◆ Material provided
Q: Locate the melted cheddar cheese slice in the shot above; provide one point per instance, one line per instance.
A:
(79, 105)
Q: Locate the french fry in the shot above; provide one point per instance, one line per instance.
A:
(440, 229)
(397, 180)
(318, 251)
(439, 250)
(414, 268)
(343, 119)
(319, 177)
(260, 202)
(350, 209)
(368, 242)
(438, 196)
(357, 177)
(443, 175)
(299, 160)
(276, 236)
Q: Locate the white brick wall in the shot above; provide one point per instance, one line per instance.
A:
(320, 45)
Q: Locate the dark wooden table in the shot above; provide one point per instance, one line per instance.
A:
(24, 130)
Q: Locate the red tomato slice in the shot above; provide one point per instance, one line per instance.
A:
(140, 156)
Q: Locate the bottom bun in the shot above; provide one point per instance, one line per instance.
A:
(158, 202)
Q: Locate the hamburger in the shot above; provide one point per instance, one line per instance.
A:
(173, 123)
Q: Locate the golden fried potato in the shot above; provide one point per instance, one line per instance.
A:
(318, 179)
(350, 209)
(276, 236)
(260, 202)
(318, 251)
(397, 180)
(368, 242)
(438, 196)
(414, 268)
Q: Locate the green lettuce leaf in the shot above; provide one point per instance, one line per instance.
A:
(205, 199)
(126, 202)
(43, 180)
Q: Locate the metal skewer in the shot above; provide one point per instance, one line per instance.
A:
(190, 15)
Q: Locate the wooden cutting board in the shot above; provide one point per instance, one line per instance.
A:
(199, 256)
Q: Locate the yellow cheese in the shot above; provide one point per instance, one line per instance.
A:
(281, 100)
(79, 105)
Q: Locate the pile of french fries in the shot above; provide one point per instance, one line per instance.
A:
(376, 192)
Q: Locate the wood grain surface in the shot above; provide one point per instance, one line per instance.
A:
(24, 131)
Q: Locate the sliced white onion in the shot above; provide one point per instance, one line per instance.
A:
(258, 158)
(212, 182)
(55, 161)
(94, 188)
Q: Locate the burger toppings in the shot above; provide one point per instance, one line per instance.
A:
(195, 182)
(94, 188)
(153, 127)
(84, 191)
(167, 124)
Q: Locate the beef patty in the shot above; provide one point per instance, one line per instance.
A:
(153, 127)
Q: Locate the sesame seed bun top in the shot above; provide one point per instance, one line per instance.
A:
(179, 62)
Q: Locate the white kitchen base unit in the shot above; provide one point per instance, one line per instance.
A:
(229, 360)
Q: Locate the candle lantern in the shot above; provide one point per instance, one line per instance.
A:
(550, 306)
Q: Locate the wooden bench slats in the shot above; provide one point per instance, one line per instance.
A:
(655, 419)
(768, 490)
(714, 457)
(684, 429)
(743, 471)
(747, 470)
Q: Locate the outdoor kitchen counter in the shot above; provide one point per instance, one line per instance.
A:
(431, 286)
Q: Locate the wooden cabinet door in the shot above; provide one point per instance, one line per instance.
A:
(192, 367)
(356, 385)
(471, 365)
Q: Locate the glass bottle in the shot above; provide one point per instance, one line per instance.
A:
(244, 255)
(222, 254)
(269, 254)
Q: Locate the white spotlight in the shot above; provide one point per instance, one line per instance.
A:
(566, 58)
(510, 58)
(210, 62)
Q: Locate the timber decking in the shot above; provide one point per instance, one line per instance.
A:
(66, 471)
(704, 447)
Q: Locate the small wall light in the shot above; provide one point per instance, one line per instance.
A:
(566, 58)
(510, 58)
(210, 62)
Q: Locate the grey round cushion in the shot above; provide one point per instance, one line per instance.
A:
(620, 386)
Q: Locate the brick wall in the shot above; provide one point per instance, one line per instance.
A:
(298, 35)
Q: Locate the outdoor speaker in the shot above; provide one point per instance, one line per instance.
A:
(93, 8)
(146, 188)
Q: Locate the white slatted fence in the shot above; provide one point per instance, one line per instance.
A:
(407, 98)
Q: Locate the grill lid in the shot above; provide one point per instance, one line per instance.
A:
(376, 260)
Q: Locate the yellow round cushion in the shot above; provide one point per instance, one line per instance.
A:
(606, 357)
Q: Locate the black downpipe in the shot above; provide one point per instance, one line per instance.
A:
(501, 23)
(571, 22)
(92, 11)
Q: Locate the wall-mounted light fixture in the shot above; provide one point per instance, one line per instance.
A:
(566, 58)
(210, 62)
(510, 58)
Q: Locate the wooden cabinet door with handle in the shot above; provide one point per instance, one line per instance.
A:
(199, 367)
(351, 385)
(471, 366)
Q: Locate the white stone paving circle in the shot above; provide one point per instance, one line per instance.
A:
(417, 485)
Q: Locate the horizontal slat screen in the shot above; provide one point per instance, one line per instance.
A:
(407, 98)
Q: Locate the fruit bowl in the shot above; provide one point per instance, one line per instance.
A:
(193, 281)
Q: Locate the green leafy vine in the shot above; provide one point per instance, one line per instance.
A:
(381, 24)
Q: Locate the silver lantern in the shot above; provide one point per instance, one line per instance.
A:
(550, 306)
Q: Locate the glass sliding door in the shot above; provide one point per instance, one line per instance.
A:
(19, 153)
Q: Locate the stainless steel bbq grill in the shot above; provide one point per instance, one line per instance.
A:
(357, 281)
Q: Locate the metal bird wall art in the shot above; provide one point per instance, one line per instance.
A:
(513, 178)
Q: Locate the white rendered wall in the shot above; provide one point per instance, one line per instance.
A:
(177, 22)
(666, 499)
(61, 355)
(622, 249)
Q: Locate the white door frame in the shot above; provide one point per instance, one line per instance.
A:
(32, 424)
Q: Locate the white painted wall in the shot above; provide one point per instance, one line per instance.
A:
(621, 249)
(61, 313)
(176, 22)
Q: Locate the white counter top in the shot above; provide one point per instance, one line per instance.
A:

◆ Instructions for the task
Look for the string "metal" in the listing above and copy every line holding it.

◆ Reply to the exercise
Q: Locate the metal skewer in the shot above; provide one point per instance, one line per instance.
Q: Locate the metal bird wall art in the shot above; provide one point per instance, one line per instance.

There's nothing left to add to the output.